** Extract **
start

Landscape and memory - home and the body, time and loss worked out through the specific possibilities of painting and space, these form the potential tropes of a re-reading of the affective intensities of the engagement with landscape in the later nineteenth century. Of course, major social and historical explanations for these choices and practices are necessary and relevant in our plotting out social histories of art. But feminist questions about the fantasies of sexual difference and their formation in the ambivalences of our formation as sexed subjects to which that much maligned but endlessly fascinating discourse of psychoanalysis gives us imaginative and self-critical access, opens up the place of painting to the processes and intensities of subjectivity that nestle into and line with affect ideologically determined cultural representation. Repressed yet powerfully determinant is not the motherland or even the fatherland of nationalistic and territorialising and racialising discourses, but the 'home' of the maternal site of our becoming human subjects, from which we are necessarily and creatively exiled. It is, none the less, clear that this partly conscious and deeply unconscious layers of memory, haunting and recurring, are not, as the masculine thinkers argue, adamantly lost. Land as the very allegory of both place and displacement is a figuration of the role of the maternal feminine in all our formations and one that can become the 'matrix' of a creative exploration at the self-reflexive interface of longing, loss, and human meaning.Thus in a final gesture, I would like to unravel a little the adamant psychoanalytical shiboleth of desire predicated on loss, to suggest that through painting, and specifically that which stages the space of subjectivity, such as place-making or space-making, which we generically call landscape, works for us precisely because there are relays between what we are not and what we feel.

end

** What you need to do **
[1] Give the lines of the listing below, starting at the line containing "task | point to each instance of the white baseboard, one" and ending at the line containing "[(583, 60), (273, 168), (161, 250), (322, 159), (225, 257)]", as a JSON list of strings with one string per line and blank lines left out.
[2] Take the passage on landscape and memory further, continuing from where it stops.

** Input material **

start

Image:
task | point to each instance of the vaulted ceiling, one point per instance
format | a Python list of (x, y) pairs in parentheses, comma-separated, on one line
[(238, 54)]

end
start

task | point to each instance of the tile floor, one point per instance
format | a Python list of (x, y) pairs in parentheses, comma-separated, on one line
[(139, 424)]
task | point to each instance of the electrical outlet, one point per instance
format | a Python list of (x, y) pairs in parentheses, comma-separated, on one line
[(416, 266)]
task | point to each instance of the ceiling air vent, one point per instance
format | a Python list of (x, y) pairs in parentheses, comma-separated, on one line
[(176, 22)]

end
start

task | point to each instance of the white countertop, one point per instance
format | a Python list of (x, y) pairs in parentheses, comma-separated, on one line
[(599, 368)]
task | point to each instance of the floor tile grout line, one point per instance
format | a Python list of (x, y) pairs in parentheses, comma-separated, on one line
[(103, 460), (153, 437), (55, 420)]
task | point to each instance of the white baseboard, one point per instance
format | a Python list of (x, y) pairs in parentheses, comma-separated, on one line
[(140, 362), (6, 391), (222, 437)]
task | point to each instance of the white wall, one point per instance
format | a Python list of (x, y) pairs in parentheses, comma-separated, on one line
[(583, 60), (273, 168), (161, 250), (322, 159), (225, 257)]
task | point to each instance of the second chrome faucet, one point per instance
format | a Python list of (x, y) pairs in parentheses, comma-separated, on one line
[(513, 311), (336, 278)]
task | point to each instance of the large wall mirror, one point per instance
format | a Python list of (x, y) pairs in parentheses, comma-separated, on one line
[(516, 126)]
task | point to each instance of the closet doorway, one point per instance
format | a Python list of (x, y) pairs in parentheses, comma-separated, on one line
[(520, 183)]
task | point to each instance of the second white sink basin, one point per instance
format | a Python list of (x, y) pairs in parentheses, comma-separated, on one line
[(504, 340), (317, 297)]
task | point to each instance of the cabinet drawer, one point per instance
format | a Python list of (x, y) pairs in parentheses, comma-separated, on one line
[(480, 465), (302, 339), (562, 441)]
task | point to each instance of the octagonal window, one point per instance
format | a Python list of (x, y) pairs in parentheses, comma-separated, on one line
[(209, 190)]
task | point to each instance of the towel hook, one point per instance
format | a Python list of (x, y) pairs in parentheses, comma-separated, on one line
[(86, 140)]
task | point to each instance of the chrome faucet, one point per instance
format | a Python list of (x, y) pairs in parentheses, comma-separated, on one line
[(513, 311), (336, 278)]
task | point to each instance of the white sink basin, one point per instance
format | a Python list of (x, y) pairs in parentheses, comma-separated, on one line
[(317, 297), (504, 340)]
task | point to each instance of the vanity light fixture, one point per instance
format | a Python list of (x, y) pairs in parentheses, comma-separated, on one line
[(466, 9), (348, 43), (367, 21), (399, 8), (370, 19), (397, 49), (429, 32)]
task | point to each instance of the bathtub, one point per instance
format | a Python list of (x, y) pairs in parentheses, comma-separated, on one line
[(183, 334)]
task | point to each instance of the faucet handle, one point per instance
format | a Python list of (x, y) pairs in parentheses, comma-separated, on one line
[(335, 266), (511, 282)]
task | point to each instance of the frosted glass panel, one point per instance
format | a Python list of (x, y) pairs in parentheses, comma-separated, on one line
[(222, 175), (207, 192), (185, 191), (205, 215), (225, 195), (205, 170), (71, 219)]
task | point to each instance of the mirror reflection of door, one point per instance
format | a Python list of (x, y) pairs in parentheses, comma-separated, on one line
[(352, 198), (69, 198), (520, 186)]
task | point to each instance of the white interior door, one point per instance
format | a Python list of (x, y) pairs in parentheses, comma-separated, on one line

end

** Answers provided **
[1]
[
  "task | point to each instance of the white baseboard, one point per instance",
  "format | a Python list of (x, y) pairs in parentheses, comma-separated, on one line",
  "[(140, 362), (6, 391), (222, 437)]",
  "task | point to each instance of the white wall, one point per instance",
  "format | a Python list of (x, y) pairs in parentheses, comma-separated, on one line",
  "[(583, 60), (273, 168), (161, 250), (322, 159), (225, 257)]"
]

[2]
Bracha Ettinger finesses basic psychoanalytical propositions through her painting-created concept of metramorphosis. Never entirely fused or joined and equally never entirely lost or separated, subjectivities may interconnect through forms of linking and webbing that the effects of painting specifically engender in the relay between painting as a practice and the conditions of viewing. Under the title After the Reapers, Bracha Ettinger started painting landscapes of desolation haunted by the terrible figures of pain and atrocity inflicted on human kind in the beautiful landscapes of Poland under the Third Reich. Flinching from the impossible representation of the tortured human body in a landscape of voided humanity, she abandoned painting and landscape, to recreate her practice through the ready-mades of history, photographic remnants of the various 'scapes' of her parents' lost and new worlds between Poland and an emergent Israel that would be passed through an interrupted photocopying processes and then re-worked through the painted gesture and affective marking of colour Her work increasingly explores the traumatic legacies of this history etched into a familial genealogy that made her write in her notebooks:

Europe and the desert ofjudea. Israeli-European archaeology. The earth and all that filth underneath: underneath - Europe must be looked at.
During every journey, I see the green everywhere; and I see filth underneath. Nature and all that it has swallowed. The plain desert: blessed
drought, or drought wounded.17

The artist records her mother's words that inflect the sense of place and sense of landscape with other meanings created in this history.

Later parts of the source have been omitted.